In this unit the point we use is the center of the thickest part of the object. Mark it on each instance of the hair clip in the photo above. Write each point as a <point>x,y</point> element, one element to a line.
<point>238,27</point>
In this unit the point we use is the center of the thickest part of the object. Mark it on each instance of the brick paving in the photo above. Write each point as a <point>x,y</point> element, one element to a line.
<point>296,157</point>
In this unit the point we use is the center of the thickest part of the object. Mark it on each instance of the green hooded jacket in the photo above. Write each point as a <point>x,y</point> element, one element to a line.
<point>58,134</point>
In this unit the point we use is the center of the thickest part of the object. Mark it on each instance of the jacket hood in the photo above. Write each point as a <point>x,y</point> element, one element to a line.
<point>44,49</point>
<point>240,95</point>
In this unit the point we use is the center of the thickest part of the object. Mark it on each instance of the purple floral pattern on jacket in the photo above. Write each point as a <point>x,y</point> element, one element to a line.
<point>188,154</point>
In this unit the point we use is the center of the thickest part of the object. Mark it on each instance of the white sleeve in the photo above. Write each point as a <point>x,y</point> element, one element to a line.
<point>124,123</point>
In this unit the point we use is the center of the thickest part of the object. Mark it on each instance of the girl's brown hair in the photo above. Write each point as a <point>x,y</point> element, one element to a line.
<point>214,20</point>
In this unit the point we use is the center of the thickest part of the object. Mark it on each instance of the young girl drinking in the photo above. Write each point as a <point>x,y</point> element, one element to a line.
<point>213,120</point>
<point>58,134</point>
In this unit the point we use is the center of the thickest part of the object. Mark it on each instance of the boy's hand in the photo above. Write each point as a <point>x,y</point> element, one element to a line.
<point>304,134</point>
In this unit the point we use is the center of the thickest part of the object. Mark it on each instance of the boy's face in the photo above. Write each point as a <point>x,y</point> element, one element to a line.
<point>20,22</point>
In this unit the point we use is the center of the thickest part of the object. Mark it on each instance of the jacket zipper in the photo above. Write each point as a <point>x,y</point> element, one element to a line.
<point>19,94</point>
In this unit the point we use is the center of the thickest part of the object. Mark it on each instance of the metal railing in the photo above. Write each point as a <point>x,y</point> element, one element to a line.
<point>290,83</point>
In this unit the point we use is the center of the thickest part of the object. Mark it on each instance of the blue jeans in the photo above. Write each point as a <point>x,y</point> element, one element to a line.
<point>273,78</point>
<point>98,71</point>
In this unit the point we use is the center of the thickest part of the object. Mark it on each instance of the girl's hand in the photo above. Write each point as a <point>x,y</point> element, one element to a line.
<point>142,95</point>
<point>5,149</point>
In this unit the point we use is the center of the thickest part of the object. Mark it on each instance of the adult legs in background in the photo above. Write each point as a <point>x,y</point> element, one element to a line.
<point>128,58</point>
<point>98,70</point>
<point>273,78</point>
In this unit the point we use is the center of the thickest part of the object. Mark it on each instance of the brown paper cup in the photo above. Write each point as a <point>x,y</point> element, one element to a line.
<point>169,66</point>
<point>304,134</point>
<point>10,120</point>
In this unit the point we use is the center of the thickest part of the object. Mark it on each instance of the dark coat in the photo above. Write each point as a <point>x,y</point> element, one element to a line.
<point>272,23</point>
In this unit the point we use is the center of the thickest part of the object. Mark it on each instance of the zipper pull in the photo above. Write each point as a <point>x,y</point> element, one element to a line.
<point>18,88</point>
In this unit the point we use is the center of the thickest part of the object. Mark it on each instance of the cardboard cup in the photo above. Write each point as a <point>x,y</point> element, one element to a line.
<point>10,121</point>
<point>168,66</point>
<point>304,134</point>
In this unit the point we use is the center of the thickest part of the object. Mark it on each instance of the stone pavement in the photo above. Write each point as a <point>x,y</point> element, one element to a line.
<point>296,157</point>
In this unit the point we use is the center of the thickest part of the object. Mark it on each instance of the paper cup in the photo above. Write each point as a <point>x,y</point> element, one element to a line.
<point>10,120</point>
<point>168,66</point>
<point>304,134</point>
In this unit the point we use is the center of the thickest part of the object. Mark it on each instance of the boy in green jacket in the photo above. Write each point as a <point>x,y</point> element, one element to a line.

### [Task requirements]
Please output the full listing one more time, exactly.

### [Completed task]
In this unit the point we use is the center of the thickest part of the object. Mark it on each instance of the hair clip in the photo above. Write each point as a <point>x,y</point> element, one element to a line.
<point>238,27</point>
In this unit the point we use is the center of the thickest part of the object. Mark it on each instance of the brick paving in the photo above. Write each point as a <point>x,y</point> element, one element to a line.
<point>296,157</point>
In this unit the point we use is the center of the thickest part of the object. Mark it on each instance of the green hooded jacket in the photo above. Write each point as a <point>x,y</point> element, one element to a line.
<point>58,134</point>
In this unit the point we use is the center of the thickest part of the object. Mark it on each instance of the jacket hood in the photo above. Write each point as a <point>x,y</point> element, one element to a line.
<point>44,49</point>
<point>240,95</point>
In this unit the point we use is the center of the thickest part of the object. Mark it on each instance of the purple floral pattern on jacket in the photo above. Write each point as a <point>x,y</point> element, one element to a line.
<point>188,154</point>
In this unit the point we use is the center of the thickest part of the object. Mark it on each instance of the white sleeve in the photo above. Write each point as a <point>x,y</point> element, one element to a line.
<point>124,123</point>
In this unit the point we use is the center of the thickest part of the object. Mark it on each instance of the girl's brown hair in the photo above. Write each point as a <point>x,y</point> element, one element to a line.
<point>214,20</point>
In this unit the point we use is the center of the thickest part of the object. Mark it on each instance of the young girl drinking in the photo above. Write each point as a <point>x,y</point> element, one element to a line.
<point>213,120</point>
<point>58,134</point>
In this unit the point we use is the center of the thickest part of the object. Mark it on each instance of the boy's hand in the photo above. Write each point as a <point>x,y</point> element, one element to a line.
<point>304,134</point>
In this unit the point we use is the center of the thickest part of the object. Mark it on each instance of the boy's face in the photo above. Write each point as a <point>x,y</point> element, one element to a line.
<point>20,22</point>
In this unit the point we use is the center of the thickest part of the object. Mark it on each instance of the jacket zipper in the photo above. Write each point as a <point>x,y</point> element, one element to a line.
<point>19,94</point>
In this unit the point we use is the center of the thickest part of the object. Mark it on each instance of the metal railing in the photo above. Write each point as a <point>x,y</point> element, one element to a line.
<point>290,83</point>
In this unit the point we use is the center of the thickest part of the object. Mark it on each instance of the blue jeans in the photo above. Write each point as a <point>x,y</point> element, one element to a line.
<point>273,78</point>
<point>98,71</point>
In this unit the point we use is the center of the thickest part of the object. Mark it on each instance of the girl's hand in the photo above. Write each point as a <point>x,y</point> element, one element to a line.
<point>142,95</point>
<point>5,149</point>
In this unit the point we use is the center of the thickest part of the object. Mark it on each instance of the adult legs in background in the photo above. Write each point as a <point>x,y</point> element, one element to a line.
<point>128,58</point>
<point>98,70</point>
<point>273,78</point>
In this unit the point we use is the center of the thickest part of the object. Mark it on each instance of the brown paper cup in the photo above. Write each point as a <point>x,y</point> element, one element to a line.
<point>169,66</point>
<point>304,134</point>
<point>10,120</point>
In this unit the point we use is the center of the thickest part of the object. Mark it on each instance of the dark coat in the photo above. Write each point as a <point>x,y</point> element, one element to a line.
<point>272,23</point>
In this unit the point we use is the center of the thickest part of the object. Mark it on each instance of the zipper pull in the photo above. Write each point as a <point>x,y</point> element, one element to a line.
<point>18,88</point>
In this unit the point we use is the center of the thickest part of the object. Mark it on each instance of the cardboard cup in the photo above. Write each point as a <point>x,y</point> element, one element to a line.
<point>10,121</point>
<point>168,66</point>
<point>304,134</point>
In this unit the point we use is the center of the thickest part of the object. Mark it on each instance of the stone pavement in the photo above. Write each point as a <point>x,y</point> element, one element to a line.
<point>296,157</point>
In this unit the point we use is the center of the thickest part of the object. Mark it on each instance of the paper cup in the photo above. Write each point as a <point>x,y</point> element, one element to a line.
<point>10,120</point>
<point>168,66</point>
<point>304,134</point>
In this unit the point we use is the center of the thickest part of the object. Mark it on each instance of the boy in green jacket in the photo above. Write each point as a <point>x,y</point> element, one element to a line.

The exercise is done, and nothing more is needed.